Short exercise -
Copy the entries from the start through the line containing "7L7 6L7 5L16", both included, and change every "bowl" to "dish" while leaving everything else unchanged.

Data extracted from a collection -
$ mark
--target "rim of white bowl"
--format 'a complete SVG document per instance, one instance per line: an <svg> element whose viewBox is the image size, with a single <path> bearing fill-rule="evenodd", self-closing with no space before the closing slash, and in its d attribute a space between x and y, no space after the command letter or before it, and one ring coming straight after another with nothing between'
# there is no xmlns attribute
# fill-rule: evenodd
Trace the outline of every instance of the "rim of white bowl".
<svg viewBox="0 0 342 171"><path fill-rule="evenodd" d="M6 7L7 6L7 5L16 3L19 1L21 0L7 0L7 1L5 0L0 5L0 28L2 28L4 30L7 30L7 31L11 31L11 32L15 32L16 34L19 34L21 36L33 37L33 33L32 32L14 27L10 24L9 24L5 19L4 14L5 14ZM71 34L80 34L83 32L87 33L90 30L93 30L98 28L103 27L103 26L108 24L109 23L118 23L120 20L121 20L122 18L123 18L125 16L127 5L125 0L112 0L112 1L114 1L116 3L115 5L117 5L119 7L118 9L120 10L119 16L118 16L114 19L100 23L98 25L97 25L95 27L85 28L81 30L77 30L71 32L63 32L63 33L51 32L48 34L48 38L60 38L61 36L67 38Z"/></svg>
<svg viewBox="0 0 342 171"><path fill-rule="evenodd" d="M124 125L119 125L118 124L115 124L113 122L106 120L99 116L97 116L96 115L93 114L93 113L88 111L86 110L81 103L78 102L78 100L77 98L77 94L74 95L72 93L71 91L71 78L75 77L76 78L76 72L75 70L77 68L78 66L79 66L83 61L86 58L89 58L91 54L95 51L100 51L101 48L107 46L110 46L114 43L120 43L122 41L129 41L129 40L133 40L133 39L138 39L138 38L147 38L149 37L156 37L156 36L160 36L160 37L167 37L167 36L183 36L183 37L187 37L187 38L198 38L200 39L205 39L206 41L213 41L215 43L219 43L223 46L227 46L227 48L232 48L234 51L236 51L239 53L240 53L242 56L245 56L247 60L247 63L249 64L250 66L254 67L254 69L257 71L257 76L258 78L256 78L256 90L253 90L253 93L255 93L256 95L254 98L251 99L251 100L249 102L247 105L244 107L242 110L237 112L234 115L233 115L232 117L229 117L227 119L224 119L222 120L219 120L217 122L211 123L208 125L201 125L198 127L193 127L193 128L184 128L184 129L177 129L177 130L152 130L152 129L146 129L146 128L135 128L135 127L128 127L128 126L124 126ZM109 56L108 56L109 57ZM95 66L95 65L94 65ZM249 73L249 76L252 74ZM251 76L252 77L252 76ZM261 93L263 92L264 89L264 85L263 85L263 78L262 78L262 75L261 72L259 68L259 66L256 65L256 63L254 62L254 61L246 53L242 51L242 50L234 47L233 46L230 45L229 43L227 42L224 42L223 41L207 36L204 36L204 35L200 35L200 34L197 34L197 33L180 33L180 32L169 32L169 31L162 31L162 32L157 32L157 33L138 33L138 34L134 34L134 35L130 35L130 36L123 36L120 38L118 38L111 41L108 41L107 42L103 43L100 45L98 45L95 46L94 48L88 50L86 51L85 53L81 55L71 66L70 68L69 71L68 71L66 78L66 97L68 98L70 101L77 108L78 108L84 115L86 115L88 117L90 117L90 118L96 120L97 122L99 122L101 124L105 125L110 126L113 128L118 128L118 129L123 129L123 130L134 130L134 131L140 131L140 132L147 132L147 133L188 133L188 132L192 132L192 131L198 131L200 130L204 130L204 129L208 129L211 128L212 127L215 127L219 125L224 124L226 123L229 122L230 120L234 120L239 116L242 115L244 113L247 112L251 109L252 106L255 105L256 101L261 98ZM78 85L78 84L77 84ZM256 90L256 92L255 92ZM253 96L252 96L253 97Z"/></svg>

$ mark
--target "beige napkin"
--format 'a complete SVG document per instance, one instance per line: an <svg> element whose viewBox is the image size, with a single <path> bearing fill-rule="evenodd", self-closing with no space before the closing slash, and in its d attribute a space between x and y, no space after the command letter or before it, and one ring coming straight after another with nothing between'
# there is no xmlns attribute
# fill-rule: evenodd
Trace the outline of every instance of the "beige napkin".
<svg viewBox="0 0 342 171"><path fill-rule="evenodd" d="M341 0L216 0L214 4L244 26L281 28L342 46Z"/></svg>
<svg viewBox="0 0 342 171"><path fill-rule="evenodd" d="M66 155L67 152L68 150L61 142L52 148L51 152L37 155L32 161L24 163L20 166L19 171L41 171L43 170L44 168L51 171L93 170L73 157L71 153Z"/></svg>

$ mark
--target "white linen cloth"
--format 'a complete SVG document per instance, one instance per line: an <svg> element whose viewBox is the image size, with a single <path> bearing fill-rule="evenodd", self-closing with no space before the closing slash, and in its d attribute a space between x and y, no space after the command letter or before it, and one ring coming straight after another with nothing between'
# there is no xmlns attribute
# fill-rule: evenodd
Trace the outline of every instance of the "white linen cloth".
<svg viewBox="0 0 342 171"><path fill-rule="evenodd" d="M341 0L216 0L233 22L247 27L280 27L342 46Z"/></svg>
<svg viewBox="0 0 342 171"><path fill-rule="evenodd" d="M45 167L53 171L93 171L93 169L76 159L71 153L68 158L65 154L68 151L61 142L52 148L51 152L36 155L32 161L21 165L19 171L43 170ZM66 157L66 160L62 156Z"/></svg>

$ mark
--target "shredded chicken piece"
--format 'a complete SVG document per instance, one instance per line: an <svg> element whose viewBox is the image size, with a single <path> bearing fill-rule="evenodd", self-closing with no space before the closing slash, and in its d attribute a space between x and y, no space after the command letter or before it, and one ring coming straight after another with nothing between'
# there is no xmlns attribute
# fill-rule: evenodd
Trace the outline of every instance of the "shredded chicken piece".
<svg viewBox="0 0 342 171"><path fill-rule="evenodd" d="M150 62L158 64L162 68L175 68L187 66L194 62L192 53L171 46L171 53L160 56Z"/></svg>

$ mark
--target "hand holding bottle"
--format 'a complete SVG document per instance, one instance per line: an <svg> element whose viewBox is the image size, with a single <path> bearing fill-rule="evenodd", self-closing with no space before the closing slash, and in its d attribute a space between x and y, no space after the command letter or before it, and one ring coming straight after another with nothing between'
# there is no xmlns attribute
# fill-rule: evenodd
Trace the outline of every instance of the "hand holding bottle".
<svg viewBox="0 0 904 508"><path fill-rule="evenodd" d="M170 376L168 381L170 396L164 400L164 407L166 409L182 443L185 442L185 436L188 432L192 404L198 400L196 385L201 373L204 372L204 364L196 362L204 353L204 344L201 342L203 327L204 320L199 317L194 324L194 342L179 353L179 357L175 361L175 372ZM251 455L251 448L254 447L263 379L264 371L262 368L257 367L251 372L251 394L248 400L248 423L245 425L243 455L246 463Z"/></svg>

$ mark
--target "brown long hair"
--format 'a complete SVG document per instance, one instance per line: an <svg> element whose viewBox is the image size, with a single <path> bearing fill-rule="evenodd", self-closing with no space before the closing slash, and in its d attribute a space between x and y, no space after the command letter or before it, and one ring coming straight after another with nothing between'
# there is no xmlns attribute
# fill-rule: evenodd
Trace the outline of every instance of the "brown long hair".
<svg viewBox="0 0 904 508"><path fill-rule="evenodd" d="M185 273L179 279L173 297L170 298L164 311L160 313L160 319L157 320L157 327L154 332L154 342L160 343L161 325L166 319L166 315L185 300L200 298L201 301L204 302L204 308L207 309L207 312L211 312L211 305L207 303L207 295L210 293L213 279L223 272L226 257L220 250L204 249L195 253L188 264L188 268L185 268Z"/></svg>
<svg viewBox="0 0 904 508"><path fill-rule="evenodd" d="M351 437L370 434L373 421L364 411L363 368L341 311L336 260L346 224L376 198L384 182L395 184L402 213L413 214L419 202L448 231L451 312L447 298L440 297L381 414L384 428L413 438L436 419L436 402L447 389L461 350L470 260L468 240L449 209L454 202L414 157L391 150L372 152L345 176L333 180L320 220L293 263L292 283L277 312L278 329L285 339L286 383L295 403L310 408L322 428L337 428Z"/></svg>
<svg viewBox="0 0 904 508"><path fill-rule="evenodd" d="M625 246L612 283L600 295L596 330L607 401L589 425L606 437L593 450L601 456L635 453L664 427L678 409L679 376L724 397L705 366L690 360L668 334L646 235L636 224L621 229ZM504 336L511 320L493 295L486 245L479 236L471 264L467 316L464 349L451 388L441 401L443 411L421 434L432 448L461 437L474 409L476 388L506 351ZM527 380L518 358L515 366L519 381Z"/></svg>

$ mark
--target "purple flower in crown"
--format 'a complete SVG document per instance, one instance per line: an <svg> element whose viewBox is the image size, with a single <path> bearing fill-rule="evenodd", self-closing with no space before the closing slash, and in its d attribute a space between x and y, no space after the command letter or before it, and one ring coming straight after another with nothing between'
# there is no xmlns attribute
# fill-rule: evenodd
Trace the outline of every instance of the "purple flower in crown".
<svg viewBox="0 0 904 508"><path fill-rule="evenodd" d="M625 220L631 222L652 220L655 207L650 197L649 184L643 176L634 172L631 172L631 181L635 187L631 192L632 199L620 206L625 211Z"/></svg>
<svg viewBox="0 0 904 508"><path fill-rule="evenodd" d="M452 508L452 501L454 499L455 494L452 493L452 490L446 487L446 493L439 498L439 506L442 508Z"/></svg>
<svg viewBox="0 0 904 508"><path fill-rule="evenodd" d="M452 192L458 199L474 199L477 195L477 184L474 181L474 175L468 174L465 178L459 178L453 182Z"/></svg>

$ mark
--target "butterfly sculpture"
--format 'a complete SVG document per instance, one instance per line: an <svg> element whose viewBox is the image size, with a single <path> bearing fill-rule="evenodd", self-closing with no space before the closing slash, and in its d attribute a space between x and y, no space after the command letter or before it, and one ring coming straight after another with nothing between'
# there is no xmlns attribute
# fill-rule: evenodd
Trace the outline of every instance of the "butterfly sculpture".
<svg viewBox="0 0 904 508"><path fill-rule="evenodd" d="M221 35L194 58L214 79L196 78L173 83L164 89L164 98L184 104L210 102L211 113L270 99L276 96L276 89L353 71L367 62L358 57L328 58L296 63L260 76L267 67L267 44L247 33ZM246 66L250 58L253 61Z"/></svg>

Completed exercise -
$ mark
--target "rim of white dish"
--format 'a complete SVG document per instance, one instance per line: an <svg> element whose viewBox is the image size, with a single <path> bearing fill-rule="evenodd", self-closing with no space before the closing slash, and in its d attribute a space between x and y, no space after the command letter or before it, and one ring coming straight after another with nothing between'
# there is no xmlns attribute
# fill-rule: evenodd
Trace the outline of every instance of the "rim of white dish".
<svg viewBox="0 0 342 171"><path fill-rule="evenodd" d="M6 7L7 6L7 5L16 3L19 1L21 0L7 0L7 1L5 0L0 5L0 28L2 28L4 30L7 30L7 31L11 31L11 32L15 32L16 34L19 34L21 36L33 37L33 33L32 32L14 27L10 24L9 24L5 19L4 14L5 14ZM71 34L80 34L83 32L87 33L90 30L93 30L98 28L103 27L103 26L108 24L109 23L118 23L120 20L121 20L122 18L123 18L125 16L127 5L125 0L112 0L112 1L114 1L116 3L115 5L117 5L119 7L118 9L120 10L119 16L118 16L114 19L100 23L98 25L97 25L95 27L85 28L81 30L77 30L71 32L63 32L63 33L51 32L48 34L48 38L60 38L61 36L67 38Z"/></svg>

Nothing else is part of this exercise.